- Supplied data
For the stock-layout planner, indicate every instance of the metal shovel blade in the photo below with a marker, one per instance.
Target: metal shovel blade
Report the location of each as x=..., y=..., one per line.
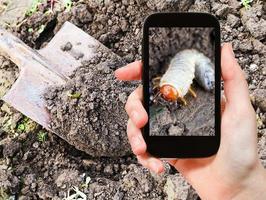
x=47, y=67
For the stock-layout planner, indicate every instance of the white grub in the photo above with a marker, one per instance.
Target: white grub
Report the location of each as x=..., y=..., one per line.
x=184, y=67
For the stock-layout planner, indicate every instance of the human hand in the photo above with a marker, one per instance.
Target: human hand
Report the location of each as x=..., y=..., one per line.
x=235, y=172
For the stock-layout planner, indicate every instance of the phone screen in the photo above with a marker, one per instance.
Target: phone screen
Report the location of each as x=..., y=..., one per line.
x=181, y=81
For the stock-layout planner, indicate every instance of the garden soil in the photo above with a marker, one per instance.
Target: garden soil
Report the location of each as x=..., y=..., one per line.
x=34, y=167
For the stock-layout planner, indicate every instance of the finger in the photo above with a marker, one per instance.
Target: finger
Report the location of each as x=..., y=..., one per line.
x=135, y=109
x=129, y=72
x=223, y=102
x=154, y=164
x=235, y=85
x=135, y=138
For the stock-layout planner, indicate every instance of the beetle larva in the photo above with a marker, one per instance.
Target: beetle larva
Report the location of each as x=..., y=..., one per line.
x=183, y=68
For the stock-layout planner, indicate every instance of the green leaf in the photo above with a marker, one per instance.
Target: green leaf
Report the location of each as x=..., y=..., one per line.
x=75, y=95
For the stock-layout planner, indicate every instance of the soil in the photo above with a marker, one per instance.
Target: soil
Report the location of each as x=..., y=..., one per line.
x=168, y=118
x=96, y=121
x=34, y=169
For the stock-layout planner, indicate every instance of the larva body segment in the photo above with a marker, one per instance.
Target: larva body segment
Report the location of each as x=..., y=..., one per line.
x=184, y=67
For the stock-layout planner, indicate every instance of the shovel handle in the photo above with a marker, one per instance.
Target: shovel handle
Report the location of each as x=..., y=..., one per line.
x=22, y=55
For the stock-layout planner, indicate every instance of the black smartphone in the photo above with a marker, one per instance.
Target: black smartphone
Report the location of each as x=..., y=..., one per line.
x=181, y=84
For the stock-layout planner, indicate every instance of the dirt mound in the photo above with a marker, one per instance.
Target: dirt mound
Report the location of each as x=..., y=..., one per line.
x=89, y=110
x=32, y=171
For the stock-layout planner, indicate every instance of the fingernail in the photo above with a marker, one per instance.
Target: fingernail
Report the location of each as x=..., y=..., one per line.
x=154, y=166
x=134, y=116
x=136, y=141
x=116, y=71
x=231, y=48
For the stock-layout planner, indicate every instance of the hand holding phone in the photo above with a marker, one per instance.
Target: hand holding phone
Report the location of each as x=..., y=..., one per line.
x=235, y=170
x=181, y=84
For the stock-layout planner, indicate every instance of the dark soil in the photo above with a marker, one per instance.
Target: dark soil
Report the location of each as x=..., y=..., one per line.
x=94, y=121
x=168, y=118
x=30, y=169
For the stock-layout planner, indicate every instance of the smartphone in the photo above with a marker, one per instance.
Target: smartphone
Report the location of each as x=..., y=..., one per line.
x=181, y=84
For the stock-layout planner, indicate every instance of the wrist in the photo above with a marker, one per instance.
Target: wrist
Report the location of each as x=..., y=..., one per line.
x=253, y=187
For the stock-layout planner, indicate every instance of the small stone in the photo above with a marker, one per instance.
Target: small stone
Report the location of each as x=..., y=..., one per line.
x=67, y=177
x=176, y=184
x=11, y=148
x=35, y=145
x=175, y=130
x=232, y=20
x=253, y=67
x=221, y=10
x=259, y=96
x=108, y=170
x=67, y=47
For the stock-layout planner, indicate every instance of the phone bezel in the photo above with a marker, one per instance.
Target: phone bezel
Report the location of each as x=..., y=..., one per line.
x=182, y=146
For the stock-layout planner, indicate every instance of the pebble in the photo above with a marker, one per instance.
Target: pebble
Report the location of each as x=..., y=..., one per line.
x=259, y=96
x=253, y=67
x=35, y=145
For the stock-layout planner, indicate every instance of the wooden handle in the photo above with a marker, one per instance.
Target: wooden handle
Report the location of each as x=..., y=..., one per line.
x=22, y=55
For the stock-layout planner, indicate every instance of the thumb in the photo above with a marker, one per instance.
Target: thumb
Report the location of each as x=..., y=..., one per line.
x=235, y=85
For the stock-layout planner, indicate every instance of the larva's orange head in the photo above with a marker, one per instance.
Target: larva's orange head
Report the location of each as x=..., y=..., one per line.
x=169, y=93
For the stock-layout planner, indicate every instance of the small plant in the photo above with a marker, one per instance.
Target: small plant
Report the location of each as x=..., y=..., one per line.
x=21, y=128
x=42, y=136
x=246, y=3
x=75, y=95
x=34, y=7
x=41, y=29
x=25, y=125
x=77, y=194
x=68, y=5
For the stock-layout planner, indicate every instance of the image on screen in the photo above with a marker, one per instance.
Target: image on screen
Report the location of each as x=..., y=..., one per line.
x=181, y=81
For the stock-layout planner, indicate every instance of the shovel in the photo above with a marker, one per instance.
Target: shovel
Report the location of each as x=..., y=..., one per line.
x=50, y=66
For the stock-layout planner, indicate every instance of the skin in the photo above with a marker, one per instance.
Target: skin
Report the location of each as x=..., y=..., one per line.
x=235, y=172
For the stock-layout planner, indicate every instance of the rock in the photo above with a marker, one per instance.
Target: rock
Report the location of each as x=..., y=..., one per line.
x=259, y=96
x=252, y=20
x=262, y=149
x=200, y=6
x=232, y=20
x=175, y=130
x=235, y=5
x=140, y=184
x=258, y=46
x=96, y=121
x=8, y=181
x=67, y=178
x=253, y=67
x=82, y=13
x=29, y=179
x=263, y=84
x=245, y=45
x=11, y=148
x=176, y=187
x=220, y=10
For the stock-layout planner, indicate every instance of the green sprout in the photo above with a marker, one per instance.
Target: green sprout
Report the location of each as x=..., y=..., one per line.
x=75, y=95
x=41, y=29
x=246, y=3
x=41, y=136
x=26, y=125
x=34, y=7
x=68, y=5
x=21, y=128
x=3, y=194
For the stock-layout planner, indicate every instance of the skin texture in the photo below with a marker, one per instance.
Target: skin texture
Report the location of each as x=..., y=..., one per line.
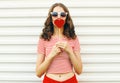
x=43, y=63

...

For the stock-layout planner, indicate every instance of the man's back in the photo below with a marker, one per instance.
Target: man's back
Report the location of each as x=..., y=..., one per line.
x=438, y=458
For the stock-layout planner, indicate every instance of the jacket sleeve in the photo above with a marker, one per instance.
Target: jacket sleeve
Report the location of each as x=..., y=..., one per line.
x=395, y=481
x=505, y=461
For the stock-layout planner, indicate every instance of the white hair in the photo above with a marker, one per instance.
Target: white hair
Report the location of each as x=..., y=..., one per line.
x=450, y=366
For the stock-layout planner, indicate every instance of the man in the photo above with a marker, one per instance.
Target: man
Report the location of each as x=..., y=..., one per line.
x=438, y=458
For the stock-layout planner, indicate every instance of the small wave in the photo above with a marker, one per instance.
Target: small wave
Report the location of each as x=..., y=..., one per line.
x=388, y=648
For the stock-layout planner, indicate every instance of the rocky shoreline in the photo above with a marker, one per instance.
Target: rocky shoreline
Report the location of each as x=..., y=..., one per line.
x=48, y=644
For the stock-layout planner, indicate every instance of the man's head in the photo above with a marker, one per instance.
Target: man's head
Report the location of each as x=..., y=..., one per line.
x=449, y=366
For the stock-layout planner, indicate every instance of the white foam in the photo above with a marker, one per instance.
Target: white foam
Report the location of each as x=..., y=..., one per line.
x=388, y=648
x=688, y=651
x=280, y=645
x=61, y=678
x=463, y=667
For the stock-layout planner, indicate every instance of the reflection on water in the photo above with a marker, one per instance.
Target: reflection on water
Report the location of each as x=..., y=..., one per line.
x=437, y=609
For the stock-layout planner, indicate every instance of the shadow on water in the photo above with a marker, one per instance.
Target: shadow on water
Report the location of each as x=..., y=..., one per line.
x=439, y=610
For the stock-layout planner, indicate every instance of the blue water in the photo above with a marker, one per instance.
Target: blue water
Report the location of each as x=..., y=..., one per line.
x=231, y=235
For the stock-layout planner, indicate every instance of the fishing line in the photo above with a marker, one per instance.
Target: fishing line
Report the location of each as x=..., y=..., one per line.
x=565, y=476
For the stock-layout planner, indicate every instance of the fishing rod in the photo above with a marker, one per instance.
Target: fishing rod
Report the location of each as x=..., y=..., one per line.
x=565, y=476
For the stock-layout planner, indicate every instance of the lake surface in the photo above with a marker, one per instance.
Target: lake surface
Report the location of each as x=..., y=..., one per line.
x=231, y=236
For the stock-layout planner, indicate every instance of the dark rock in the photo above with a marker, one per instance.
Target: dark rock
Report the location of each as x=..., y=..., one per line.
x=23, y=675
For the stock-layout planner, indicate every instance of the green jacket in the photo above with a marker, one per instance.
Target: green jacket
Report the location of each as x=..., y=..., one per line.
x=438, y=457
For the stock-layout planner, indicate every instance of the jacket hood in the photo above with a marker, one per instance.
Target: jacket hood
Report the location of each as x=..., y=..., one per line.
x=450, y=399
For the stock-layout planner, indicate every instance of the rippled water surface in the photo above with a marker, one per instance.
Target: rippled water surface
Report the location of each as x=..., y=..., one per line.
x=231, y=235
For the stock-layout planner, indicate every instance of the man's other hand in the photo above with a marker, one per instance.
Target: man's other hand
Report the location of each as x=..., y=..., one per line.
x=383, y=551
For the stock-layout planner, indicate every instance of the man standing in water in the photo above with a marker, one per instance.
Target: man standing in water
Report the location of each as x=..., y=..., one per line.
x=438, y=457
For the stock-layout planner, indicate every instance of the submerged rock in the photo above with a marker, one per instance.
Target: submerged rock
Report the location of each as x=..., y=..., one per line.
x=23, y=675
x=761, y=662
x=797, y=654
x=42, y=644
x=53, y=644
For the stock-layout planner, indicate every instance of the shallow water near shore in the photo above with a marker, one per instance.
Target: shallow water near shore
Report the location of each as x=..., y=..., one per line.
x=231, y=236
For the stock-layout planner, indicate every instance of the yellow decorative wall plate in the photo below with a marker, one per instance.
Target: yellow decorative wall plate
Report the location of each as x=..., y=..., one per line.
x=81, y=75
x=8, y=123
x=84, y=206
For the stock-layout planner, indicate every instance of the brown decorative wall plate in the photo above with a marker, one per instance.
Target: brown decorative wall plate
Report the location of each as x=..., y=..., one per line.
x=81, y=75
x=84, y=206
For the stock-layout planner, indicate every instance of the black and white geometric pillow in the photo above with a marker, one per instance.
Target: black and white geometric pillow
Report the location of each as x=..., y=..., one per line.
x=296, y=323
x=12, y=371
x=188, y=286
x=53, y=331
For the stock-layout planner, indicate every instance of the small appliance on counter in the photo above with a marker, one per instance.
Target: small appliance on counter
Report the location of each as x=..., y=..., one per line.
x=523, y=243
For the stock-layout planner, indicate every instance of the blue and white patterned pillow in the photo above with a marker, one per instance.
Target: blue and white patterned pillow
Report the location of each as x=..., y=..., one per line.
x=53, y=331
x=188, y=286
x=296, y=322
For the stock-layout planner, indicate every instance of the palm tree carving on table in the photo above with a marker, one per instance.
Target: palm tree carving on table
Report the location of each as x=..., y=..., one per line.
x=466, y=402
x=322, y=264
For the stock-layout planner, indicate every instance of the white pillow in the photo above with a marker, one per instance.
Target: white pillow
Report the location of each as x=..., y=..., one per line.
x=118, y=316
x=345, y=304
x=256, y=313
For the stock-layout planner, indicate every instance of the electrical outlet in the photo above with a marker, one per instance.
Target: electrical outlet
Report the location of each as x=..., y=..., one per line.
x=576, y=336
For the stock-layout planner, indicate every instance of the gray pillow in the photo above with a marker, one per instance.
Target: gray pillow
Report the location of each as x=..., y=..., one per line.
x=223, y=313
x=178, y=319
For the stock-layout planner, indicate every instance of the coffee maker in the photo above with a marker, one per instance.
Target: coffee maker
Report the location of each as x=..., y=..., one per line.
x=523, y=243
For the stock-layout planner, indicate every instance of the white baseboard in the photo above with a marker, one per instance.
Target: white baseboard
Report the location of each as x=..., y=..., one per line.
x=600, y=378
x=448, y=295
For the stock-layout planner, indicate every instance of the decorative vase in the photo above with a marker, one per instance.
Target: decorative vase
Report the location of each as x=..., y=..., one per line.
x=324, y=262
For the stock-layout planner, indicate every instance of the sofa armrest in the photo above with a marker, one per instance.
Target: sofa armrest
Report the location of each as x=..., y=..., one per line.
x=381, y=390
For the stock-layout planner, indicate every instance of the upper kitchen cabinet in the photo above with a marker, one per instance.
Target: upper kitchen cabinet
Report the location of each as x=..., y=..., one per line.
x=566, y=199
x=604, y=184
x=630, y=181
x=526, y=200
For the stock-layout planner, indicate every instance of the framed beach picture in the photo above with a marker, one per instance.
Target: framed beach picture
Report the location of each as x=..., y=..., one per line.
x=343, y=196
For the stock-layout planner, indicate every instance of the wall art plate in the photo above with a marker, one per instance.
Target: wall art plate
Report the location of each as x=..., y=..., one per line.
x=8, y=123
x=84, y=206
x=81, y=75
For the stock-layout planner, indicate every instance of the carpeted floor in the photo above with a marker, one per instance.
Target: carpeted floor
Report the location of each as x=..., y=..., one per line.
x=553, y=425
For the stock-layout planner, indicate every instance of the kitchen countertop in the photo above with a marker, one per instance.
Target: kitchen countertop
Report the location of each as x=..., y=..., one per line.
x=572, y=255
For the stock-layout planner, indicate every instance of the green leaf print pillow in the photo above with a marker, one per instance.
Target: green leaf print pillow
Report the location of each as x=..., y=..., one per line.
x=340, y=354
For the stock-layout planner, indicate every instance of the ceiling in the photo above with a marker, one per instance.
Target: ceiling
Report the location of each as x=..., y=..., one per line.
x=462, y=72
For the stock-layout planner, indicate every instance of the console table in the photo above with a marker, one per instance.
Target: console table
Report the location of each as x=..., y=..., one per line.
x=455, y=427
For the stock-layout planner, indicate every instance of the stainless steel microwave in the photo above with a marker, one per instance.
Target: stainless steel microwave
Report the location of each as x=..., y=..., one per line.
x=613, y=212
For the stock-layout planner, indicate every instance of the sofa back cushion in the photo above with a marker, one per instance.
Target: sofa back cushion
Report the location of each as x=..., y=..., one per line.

---

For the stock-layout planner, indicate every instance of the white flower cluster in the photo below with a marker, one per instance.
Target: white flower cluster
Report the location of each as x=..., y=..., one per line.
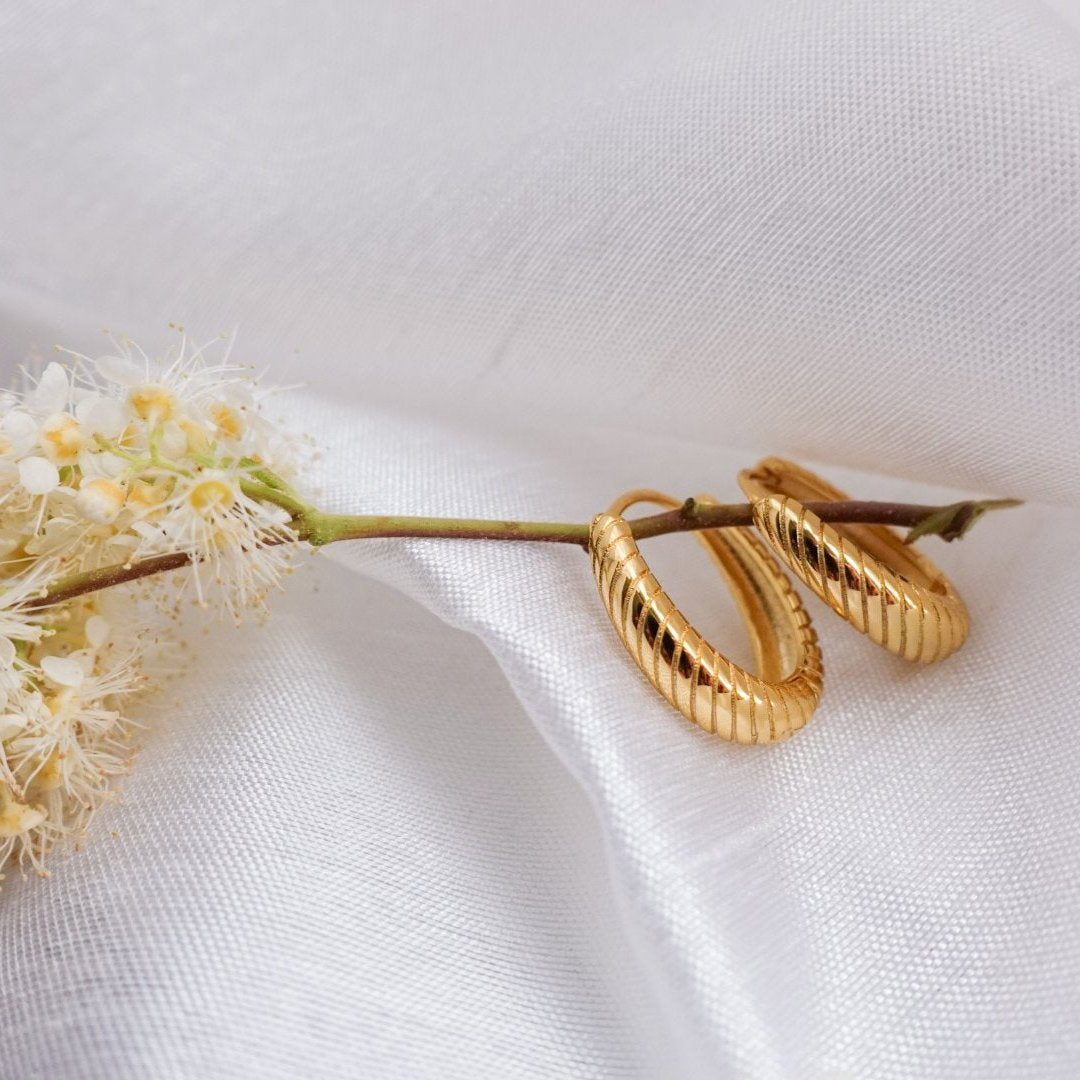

- What you will do
Please give back exactly the lines of the listing above that run from the one containing "Target: larva body segment" through the one containing "Target: dark soil", and only those.

- Exercise answer
Target: larva body segment
Report the location of each as x=..., y=..., one per line.
x=184, y=67
For the stock-layout planner, indicate every instance of the shovel handle in the photo above with a marker, one per instance.
Target: shovel handle
Report the location of each as x=..., y=..., one per line.
x=22, y=55
For the stock-layout planner, indicate every instance of the black smartphone in the photo above with a marker, one per instance.
Target: black smartphone
Report the location of each as x=..., y=..., one per line.
x=181, y=84
For the stock-layout planner, indicate every instance of the dirt mound in the photo above with a marker, one per instance.
Target: dirt mound
Report the location of each as x=..., y=..., one per line.
x=89, y=110
x=32, y=171
For the stock-layout planner, indicate every instance of the fingernail in the photo above with a marker, one per instance.
Target: fingernail
Report the location of each as x=..., y=..., one per line.
x=154, y=166
x=134, y=116
x=136, y=141
x=116, y=71
x=231, y=48
For the stock-layout planner, indicate every instance of the hand holding phone in the photo above with a marker, one per instance.
Target: hand holding phone
Report the location of each as x=..., y=..., one per line.
x=235, y=170
x=181, y=84
For the stock-layout planner, indicate every instance of the dark soil in the photo above with a marker, one per instance.
Target: dark soil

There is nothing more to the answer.